#### Your assignment
Go through the entries below and tally the lines containing the string "that"; report only the tally.

#### Available data
-.-.-
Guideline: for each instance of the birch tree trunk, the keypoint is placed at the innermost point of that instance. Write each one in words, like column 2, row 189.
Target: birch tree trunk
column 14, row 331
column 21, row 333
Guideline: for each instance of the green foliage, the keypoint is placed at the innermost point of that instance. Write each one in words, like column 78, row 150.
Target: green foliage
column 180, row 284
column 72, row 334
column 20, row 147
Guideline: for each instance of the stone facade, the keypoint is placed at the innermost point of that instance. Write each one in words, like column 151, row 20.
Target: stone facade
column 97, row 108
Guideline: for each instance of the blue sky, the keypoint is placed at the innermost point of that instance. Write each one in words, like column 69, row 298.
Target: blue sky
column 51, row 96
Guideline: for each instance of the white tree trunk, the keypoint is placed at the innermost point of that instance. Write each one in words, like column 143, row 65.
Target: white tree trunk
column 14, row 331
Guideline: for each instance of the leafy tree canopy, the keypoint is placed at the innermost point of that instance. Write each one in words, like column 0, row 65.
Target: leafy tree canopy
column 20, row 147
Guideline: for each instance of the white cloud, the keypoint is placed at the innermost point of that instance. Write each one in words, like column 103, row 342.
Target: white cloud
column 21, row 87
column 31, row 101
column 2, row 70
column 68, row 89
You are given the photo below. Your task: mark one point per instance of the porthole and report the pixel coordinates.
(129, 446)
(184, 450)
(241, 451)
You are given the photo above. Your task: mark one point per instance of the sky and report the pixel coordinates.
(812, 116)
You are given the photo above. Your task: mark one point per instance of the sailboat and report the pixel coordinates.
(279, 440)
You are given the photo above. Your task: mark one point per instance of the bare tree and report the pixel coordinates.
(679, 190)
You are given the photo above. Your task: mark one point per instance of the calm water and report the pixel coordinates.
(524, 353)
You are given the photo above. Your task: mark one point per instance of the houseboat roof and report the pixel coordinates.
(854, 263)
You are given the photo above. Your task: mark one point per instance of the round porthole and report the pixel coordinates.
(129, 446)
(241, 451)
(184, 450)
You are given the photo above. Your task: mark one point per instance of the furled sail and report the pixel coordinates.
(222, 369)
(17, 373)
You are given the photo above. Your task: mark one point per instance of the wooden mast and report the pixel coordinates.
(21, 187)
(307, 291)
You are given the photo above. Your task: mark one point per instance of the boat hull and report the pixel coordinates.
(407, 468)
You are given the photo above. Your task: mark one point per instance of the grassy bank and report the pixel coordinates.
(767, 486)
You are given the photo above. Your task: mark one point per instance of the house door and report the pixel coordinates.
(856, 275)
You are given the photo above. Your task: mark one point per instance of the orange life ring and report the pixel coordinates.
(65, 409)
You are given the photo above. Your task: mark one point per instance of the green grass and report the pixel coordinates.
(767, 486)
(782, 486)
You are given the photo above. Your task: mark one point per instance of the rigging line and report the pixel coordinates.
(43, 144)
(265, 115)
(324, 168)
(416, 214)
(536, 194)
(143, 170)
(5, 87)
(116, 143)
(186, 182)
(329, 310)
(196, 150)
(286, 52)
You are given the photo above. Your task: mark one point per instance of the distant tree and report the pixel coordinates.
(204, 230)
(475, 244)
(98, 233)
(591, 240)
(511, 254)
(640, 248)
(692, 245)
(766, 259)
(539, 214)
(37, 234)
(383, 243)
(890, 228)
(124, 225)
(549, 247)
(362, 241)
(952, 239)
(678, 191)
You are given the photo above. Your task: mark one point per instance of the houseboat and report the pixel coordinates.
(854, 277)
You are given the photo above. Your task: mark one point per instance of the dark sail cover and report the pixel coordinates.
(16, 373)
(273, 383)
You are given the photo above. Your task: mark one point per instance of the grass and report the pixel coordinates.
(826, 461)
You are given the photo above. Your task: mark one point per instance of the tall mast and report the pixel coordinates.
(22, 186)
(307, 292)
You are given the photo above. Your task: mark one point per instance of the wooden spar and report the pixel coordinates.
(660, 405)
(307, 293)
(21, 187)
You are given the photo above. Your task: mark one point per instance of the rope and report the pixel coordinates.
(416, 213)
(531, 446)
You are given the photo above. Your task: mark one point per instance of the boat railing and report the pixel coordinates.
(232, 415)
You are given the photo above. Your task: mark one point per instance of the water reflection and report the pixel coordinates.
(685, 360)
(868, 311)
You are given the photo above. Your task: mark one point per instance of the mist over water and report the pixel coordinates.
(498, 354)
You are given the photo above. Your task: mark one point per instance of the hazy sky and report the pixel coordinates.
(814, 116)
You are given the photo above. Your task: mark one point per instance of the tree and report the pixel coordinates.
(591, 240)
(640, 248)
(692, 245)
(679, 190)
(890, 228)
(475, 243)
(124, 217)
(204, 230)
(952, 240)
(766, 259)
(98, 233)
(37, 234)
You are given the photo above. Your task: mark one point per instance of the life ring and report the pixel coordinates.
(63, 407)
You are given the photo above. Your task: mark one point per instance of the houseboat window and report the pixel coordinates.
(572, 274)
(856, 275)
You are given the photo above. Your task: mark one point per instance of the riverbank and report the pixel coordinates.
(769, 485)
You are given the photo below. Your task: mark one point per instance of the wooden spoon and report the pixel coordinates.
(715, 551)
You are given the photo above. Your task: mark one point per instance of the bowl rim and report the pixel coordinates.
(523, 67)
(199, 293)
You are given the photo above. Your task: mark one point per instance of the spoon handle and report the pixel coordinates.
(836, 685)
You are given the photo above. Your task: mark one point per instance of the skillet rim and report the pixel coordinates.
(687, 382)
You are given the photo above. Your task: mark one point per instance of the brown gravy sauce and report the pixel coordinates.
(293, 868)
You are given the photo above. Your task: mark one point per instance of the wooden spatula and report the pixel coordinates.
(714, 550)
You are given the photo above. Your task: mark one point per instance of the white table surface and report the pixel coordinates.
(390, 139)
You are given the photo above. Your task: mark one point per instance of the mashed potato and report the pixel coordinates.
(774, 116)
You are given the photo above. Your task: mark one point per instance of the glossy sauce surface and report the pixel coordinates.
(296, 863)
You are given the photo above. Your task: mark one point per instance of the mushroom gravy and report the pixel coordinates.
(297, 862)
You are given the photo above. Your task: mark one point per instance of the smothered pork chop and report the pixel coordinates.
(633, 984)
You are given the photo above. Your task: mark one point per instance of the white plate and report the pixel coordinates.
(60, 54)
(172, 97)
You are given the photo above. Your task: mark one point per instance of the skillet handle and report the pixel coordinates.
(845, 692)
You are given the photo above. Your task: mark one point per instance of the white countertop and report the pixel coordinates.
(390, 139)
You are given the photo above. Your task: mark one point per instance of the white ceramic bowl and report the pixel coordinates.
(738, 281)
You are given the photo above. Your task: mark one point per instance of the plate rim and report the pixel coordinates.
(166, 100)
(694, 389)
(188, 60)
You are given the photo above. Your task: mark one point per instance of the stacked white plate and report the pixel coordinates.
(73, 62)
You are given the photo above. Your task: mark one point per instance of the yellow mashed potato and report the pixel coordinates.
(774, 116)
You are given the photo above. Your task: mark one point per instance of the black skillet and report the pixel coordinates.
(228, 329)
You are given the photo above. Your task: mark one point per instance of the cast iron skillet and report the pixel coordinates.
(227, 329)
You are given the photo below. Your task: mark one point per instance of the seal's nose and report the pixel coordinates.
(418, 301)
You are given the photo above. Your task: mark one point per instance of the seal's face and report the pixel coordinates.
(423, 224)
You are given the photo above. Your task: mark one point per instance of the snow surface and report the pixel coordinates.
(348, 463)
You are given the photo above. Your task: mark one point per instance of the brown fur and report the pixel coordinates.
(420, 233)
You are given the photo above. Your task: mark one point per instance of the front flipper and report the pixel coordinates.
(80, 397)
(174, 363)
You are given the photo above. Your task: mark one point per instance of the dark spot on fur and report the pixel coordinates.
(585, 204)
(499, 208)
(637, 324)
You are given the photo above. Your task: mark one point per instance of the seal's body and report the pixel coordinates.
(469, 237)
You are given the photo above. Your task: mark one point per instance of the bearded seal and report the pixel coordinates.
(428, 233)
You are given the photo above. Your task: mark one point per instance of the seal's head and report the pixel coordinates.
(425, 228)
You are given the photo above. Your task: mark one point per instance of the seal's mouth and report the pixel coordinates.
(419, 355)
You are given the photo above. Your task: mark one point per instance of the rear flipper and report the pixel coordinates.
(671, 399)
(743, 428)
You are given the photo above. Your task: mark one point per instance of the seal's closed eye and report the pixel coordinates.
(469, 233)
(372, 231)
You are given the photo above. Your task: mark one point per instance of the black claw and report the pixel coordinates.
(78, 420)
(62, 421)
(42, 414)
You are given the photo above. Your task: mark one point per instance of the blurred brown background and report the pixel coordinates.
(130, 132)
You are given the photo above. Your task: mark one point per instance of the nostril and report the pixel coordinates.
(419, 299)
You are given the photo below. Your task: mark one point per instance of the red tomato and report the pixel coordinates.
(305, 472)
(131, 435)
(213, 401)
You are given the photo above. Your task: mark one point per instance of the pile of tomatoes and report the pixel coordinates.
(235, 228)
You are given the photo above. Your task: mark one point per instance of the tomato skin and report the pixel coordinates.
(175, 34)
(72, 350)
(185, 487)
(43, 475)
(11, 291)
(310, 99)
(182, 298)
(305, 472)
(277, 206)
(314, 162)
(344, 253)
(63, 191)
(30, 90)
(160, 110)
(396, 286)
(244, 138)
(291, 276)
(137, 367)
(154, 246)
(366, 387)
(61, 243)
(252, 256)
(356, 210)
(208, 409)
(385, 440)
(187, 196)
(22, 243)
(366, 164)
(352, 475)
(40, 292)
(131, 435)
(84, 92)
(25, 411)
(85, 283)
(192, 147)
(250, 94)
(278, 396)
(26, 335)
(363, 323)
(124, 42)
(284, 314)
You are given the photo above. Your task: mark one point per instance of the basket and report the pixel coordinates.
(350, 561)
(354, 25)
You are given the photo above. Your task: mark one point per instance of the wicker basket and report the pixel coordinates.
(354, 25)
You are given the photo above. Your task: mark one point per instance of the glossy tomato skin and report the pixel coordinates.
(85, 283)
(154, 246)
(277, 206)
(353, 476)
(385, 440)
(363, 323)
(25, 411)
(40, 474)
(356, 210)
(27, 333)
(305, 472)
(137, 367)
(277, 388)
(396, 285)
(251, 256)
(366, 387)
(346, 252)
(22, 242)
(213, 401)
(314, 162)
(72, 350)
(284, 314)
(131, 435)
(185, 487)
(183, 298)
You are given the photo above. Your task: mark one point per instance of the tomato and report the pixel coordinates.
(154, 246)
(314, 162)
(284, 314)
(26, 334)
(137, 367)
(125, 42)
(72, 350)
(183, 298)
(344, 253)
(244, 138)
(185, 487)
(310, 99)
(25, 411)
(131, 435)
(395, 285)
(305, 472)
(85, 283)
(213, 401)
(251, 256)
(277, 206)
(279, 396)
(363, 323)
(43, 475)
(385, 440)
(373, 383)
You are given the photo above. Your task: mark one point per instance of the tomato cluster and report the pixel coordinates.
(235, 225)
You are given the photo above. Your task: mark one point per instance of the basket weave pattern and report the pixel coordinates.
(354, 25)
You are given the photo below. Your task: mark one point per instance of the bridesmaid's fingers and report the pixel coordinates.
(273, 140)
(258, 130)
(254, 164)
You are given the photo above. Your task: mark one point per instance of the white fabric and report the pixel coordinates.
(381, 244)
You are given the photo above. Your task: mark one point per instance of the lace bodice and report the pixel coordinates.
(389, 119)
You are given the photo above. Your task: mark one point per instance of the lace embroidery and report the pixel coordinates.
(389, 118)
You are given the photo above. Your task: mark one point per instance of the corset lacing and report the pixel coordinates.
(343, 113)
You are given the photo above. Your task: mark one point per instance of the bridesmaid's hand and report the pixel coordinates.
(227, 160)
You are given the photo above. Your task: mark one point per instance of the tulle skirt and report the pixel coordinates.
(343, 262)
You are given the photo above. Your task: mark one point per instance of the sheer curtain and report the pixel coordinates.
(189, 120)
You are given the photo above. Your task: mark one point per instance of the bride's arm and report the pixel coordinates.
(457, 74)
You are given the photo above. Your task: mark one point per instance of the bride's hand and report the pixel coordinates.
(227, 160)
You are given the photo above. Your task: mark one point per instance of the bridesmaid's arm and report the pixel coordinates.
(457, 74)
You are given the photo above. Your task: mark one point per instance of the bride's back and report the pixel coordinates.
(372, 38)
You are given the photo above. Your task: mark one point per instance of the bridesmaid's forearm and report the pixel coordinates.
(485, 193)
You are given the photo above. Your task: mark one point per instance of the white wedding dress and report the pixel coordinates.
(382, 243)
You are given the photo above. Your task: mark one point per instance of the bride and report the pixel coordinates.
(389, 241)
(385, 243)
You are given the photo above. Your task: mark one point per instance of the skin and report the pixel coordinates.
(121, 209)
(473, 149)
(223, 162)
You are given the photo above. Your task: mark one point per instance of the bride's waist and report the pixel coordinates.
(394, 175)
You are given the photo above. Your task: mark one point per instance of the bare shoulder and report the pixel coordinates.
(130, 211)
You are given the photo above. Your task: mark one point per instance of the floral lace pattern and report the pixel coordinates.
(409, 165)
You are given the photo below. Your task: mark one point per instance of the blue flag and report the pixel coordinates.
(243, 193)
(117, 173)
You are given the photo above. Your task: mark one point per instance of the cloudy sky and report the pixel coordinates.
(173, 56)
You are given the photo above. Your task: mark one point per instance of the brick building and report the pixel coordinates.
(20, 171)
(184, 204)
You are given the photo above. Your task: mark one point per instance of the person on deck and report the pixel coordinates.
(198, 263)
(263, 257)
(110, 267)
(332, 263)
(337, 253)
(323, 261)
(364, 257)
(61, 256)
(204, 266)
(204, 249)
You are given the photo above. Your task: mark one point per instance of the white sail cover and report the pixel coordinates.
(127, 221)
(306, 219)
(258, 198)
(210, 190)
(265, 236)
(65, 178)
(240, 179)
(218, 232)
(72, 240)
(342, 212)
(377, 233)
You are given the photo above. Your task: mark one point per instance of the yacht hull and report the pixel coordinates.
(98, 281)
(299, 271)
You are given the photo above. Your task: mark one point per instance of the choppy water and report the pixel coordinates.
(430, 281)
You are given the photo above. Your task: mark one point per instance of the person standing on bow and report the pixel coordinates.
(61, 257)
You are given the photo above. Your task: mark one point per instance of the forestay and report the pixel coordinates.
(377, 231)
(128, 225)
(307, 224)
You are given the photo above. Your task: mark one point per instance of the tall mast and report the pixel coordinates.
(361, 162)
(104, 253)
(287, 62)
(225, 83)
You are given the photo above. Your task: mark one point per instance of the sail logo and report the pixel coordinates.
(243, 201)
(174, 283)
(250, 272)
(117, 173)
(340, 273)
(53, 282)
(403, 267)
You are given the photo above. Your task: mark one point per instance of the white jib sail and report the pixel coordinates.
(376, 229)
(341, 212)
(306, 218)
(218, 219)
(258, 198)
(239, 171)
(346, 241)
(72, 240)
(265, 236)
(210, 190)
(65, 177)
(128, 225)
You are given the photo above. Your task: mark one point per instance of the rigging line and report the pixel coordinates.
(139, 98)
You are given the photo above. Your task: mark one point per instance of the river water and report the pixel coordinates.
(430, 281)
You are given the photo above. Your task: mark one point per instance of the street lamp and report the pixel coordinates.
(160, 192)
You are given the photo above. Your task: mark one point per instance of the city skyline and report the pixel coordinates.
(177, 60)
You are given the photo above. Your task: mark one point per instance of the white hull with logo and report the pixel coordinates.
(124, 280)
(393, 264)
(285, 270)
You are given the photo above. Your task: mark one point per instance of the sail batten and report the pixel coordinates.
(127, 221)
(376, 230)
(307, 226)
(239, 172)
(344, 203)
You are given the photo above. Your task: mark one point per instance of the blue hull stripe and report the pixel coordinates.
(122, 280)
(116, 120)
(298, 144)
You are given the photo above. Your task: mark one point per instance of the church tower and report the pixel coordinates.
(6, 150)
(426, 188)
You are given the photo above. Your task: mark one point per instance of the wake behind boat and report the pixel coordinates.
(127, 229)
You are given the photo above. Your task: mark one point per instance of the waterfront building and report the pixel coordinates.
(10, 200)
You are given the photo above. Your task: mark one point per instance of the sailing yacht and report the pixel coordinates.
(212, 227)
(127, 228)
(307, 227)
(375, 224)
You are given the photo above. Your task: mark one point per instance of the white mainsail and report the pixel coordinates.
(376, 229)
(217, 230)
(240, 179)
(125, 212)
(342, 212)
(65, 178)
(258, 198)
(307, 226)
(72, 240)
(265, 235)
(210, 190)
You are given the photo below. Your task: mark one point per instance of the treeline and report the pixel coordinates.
-.-.-
#### Response to this exercise
7